§ Instruction
Reproduce the listing below in full, switching each "Localize" to "Find" and leaving everything else unchanged.

(begin)

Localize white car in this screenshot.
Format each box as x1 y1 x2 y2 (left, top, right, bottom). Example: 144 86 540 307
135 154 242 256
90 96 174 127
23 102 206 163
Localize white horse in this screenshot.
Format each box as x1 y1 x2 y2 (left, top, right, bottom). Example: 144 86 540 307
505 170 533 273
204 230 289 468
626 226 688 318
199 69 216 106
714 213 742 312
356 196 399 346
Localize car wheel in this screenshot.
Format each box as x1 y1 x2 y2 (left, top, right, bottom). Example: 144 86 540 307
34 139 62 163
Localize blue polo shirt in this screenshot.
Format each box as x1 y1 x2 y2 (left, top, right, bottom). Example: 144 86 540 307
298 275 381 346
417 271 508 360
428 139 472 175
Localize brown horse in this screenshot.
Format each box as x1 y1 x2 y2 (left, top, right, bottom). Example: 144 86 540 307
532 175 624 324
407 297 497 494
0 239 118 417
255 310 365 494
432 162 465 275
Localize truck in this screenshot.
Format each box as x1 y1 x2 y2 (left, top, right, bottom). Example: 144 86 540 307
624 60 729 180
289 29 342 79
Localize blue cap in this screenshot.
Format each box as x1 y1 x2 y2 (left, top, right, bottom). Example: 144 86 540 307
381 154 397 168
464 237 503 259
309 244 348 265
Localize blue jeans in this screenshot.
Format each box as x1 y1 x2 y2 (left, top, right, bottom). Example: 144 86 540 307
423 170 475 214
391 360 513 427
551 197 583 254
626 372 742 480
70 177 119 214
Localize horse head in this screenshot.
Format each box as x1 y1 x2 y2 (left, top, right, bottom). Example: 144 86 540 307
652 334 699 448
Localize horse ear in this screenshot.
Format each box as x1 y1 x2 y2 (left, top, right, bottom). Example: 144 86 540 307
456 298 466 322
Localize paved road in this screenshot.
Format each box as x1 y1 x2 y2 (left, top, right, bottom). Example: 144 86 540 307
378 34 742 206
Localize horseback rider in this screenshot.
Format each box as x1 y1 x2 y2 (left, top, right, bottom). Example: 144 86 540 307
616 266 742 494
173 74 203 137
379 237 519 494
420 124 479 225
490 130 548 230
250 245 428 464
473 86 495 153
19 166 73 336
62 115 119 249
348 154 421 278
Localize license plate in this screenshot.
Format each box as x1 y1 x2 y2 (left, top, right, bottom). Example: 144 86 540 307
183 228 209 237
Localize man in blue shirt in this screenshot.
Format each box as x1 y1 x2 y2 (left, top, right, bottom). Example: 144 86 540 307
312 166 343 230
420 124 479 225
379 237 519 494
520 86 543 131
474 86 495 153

(end)

§ Exercise solution
Find white car in this screenshot.
Format each box as x1 y1 x2 y2 (left, top, right, bottom). Example: 144 86 540 307
135 154 242 256
90 96 174 127
23 102 206 163
Find white horse in this screenshot.
Format each box as x1 y1 x2 y2 (left, top, right, bottom). Example: 144 86 540 307
505 170 533 273
204 230 289 468
626 226 688 318
199 69 216 106
714 213 742 312
356 196 399 346
Find car wheel in this screenshot.
Format each box as x1 y1 x2 y2 (left, top, right, bottom). Example: 144 86 540 307
34 139 62 163
Find blue polo shirt in this screenshot.
Format each box as x1 y1 x2 y2 (left, top, right, bottom). Example: 144 86 540 307
298 275 381 346
417 271 508 360
428 139 472 175
Find brown horse in this screenshot.
Format each box as x1 y1 x2 y2 (left, top, right, bottom). Example: 144 86 540 307
532 175 624 324
407 297 497 494
0 239 118 417
255 310 365 494
432 162 465 275
Find truck in this screenshot.
Format each box as x1 y1 x2 y2 (left, top, right, bottom). Example: 144 86 540 307
624 60 729 180
289 29 342 79
Find blue cap in this screenshot.
Format each box as x1 y1 x2 y2 (left, top, right, bottom). Example: 144 86 540 307
381 154 397 168
464 237 503 259
309 244 348 265
Find blue jeans in this screenshot.
Format each box as x1 y1 x2 y2 (left, top, right, bottom). Example: 144 86 540 307
423 170 475 214
391 360 513 427
551 197 583 254
626 372 742 480
70 177 119 214
Find horse head in this screenshot.
Format each box as x1 y1 x2 y2 (left, top, right, bottom). Example: 144 86 540 307
652 334 699 448
Find horse ear in this screenshot.
Format each box as x1 y1 x2 y2 (left, top, right, bottom). Example: 144 86 540 307
456 298 466 322
Find paved road in this screenshot.
Format each box as x1 y1 x2 y2 (left, top, right, bottom). Example: 144 86 540 307
378 34 742 206
Find horseback rider in this screenshot.
Format each box as x1 y1 x2 y2 (left, top, right, bottom). Example: 144 86 540 307
616 266 742 494
173 74 203 137
379 237 519 494
420 124 479 225
490 130 548 230
250 245 428 464
473 86 495 153
19 166 73 336
62 115 119 249
348 154 421 278
Find license plate in this screenshot.
Format each box as x1 y1 x2 y2 (left, top, right, bottom). Example: 144 86 540 307
183 228 209 237
Find man in blue shirt in this screenshot.
Format each box as x1 y1 x2 y2 (left, top, right, bottom). Example: 144 86 540 307
312 166 343 230
420 124 479 225
379 237 519 494
520 86 543 131
474 86 495 153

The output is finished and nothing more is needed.